== Study material ==
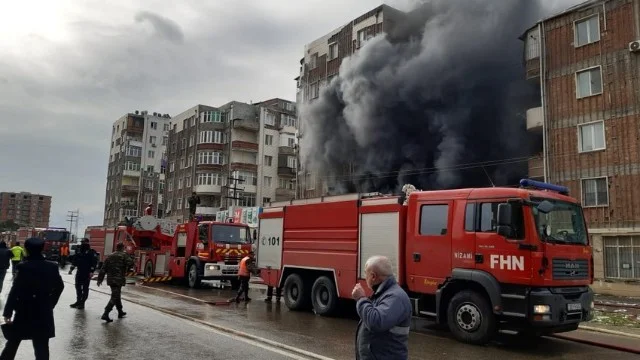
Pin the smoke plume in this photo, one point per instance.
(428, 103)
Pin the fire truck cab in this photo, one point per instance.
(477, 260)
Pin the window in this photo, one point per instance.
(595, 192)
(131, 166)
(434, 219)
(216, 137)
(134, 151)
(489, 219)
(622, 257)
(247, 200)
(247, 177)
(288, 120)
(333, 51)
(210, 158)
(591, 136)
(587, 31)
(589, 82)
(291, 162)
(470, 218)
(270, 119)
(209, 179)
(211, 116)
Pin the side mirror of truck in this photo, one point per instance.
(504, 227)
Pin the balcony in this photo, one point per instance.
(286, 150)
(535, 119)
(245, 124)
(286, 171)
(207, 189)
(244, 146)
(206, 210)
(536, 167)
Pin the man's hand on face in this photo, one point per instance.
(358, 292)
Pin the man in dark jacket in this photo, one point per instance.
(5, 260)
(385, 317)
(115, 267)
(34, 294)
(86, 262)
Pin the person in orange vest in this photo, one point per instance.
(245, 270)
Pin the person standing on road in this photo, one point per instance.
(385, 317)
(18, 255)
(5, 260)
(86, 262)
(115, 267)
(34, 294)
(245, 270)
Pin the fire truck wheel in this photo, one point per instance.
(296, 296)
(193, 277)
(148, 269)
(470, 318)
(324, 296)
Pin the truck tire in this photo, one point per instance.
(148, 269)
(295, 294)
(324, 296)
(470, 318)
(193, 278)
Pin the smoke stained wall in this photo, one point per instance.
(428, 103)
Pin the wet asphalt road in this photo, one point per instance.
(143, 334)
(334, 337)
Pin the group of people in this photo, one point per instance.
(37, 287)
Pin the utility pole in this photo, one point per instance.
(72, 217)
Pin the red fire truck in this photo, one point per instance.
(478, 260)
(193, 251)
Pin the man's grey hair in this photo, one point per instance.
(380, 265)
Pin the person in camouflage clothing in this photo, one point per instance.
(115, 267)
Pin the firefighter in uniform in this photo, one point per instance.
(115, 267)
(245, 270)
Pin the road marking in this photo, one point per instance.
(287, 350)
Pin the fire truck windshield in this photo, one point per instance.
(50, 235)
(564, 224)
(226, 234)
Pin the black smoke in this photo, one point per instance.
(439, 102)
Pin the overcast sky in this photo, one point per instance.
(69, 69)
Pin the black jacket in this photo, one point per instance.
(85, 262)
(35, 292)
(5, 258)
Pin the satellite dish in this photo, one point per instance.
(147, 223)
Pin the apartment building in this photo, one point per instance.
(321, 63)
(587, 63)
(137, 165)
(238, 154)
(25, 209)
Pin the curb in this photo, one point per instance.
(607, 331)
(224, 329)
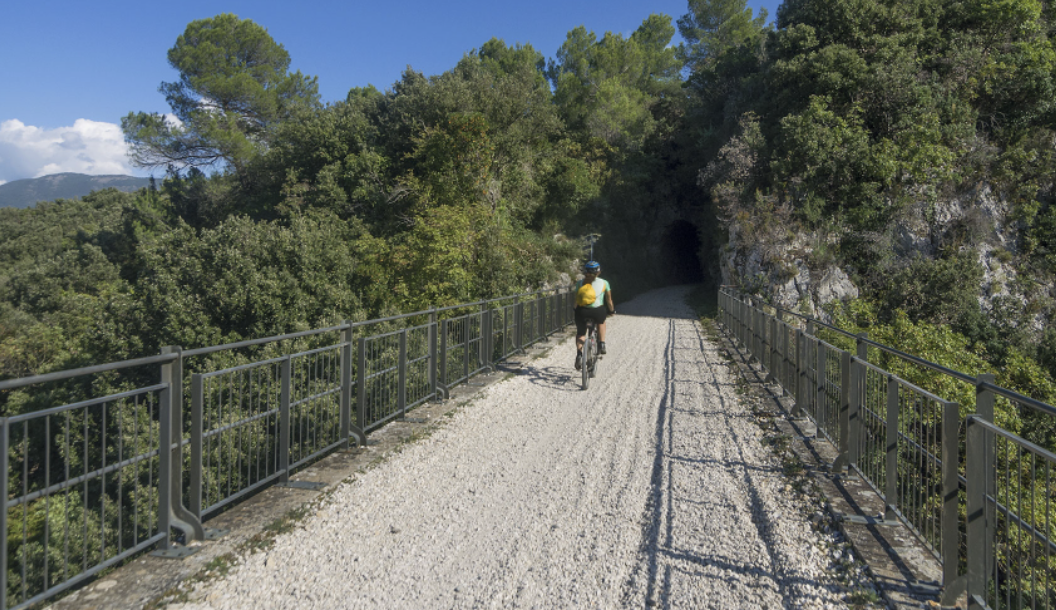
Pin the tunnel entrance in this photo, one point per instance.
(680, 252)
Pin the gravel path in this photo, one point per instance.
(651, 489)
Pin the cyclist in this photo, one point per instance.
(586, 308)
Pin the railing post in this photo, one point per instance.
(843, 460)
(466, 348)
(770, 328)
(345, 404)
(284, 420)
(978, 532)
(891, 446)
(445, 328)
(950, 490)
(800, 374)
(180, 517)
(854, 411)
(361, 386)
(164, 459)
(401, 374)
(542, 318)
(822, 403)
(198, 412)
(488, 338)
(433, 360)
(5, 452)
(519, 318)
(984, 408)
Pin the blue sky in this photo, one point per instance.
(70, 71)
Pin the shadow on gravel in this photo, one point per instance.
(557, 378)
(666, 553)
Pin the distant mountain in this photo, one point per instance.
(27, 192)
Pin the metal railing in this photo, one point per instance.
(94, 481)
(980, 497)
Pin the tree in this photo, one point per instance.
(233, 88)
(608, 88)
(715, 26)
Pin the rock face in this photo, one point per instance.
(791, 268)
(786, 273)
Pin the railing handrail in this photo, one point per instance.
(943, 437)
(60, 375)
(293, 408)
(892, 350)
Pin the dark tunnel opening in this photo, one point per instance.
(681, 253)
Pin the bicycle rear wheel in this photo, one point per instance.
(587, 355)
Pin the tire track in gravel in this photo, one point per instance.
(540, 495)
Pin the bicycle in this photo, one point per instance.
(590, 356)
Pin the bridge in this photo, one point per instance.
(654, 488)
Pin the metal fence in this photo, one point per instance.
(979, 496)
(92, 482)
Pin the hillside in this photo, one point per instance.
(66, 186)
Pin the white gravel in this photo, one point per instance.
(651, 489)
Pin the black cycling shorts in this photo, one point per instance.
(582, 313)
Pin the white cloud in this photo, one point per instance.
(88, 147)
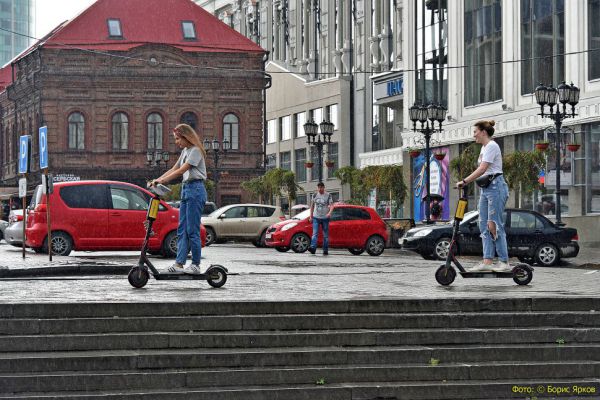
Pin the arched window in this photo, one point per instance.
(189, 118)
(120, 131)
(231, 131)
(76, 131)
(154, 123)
===
== Study material ==
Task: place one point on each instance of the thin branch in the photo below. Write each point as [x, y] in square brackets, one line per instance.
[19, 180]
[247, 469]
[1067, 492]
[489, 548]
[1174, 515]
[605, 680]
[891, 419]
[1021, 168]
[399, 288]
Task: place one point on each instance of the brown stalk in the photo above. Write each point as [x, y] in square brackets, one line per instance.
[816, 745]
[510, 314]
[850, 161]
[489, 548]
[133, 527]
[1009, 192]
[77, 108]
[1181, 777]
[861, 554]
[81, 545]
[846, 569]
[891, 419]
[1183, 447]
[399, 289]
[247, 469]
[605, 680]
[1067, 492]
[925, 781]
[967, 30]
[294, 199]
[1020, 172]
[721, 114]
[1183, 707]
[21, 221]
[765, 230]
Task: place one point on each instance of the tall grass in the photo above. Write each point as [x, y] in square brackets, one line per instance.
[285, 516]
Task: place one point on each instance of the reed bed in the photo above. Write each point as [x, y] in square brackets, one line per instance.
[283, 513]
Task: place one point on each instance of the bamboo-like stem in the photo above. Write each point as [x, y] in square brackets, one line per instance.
===
* Task directions
When you reach the line with "Task: place one point on each instance of the reed" in the records above, start writing out lines exactly, and stop once the line with "Task: place one point on each instance of the bamboo-like" has been written; include nothing else.

* Exercise result
Task: place one point on each instance of the reed bed in the photo above. Write each point as [x, y] in square brackets, one line per instance.
[283, 513]
Task: place one point on each instance of the bamboo-like stem in the photo above. Write each point as [x, y] in square brackets, one line per instance.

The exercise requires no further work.